# DESCRIPTION OF THE TASK:
Put every line of the data below into a Markdown table with the columns "Row" and "Line", numbering each row and leaving out blank lines.

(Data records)
****************

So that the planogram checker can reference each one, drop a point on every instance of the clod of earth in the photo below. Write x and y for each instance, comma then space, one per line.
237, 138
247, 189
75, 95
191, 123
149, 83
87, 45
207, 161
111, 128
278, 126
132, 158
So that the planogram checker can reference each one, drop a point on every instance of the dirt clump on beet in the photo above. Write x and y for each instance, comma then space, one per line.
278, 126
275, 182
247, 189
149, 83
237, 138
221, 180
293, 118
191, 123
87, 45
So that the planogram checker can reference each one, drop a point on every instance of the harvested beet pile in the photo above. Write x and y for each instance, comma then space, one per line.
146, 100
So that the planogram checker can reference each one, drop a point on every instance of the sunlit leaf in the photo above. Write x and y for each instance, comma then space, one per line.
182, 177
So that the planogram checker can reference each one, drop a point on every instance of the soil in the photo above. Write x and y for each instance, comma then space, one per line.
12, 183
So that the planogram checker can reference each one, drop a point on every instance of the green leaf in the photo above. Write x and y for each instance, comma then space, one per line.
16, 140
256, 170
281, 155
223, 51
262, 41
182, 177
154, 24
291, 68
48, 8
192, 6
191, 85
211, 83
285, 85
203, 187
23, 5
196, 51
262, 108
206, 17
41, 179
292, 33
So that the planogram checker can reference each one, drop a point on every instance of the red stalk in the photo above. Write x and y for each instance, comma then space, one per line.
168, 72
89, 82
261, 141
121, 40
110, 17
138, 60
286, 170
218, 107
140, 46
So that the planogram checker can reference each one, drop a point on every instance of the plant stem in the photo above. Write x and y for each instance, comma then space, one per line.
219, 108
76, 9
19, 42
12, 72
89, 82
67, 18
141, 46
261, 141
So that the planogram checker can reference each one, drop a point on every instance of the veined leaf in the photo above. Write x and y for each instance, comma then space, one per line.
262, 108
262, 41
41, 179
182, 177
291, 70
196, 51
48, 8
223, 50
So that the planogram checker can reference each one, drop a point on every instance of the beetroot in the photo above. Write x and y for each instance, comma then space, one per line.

****************

# CORRECT OUTPUT:
| Row | Line |
|---|---|
| 1 | So that the planogram checker can reference each one, drop a point on every instance of the clod of earth in the photo below. Write x and y for each instance, comma then space, one per line. |
| 2 | 237, 138 |
| 3 | 247, 189 |
| 4 | 75, 95 |
| 5 | 191, 123 |
| 6 | 149, 83 |
| 7 | 87, 45 |
| 8 | 207, 161 |
| 9 | 111, 128 |
| 10 | 278, 126 |
| 11 | 132, 158 |
| 12 | So that the planogram checker can reference each one, drop a point on every instance of the dirt clump on beet in the photo above. Write x and y for each instance, comma then space, one per line. |
| 13 | 278, 126 |
| 14 | 275, 182 |
| 15 | 247, 189 |
| 16 | 149, 83 |
| 17 | 237, 138 |
| 18 | 221, 180 |
| 19 | 293, 118 |
| 20 | 191, 123 |
| 21 | 87, 45 |
| 22 | So that the planogram checker can reference each one, drop a point on every instance of the harvested beet pile in the photo above. Write x and y for each instance, comma then space, one per line. |
| 23 | 146, 100 |
| 24 | So that the planogram checker can reference each one, drop a point on every instance of the sunlit leaf in the photo above. Write x and y for each instance, comma then space, one per line. |
| 25 | 182, 177 |
| 26 | So that the planogram checker can reference each one, drop a point on every instance of the soil in the photo above. Write x and y for each instance, comma then space, one per line. |
| 27 | 12, 183 |
| 28 | So that the planogram checker can reference each one, drop a point on every instance of the green leaf in the photo above. Write x and y for each instance, comma then space, one per line. |
| 29 | 16, 140 |
| 30 | 256, 170 |
| 31 | 281, 155 |
| 32 | 223, 51 |
| 33 | 262, 41 |
| 34 | 182, 177 |
| 35 | 154, 24 |
| 36 | 291, 68 |
| 37 | 48, 8 |
| 38 | 192, 6 |
| 39 | 191, 85 |
| 40 | 211, 83 |
| 41 | 285, 85 |
| 42 | 203, 187 |
| 43 | 23, 5 |
| 44 | 196, 51 |
| 45 | 262, 108 |
| 46 | 206, 17 |
| 47 | 41, 179 |
| 48 | 292, 33 |
| 49 | So that the planogram checker can reference each one, drop a point on every instance of the red stalk in the photo above. Write x and y for each instance, comma then space, one per line. |
| 50 | 168, 72 |
| 51 | 89, 82 |
| 52 | 261, 141 |
| 53 | 121, 40 |
| 54 | 110, 17 |
| 55 | 138, 60 |
| 56 | 286, 170 |
| 57 | 218, 107 |
| 58 | 140, 46 |
| 59 | So that the planogram checker can reference each one, drop a point on every instance of the plant stem in the photo above. Write x and y for each instance, comma then space, one per line. |
| 60 | 219, 108 |
| 61 | 76, 9 |
| 62 | 19, 42 |
| 63 | 12, 72 |
| 64 | 89, 82 |
| 65 | 67, 18 |
| 66 | 141, 46 |
| 67 | 261, 141 |
| 68 | So that the planogram checker can reference each one, drop a point on every instance of the veined leaf in the photo above. Write x and y for each instance, comma then space, one per line. |
| 69 | 262, 108 |
| 70 | 262, 41 |
| 71 | 41, 179 |
| 72 | 182, 177 |
| 73 | 291, 70 |
| 74 | 196, 51 |
| 75 | 48, 8 |
| 76 | 223, 50 |
| 77 | So that the planogram checker can reference each one, drop a point on every instance of the beetroot in the photo above. Write x and y for each instance, comma then space, one per line. |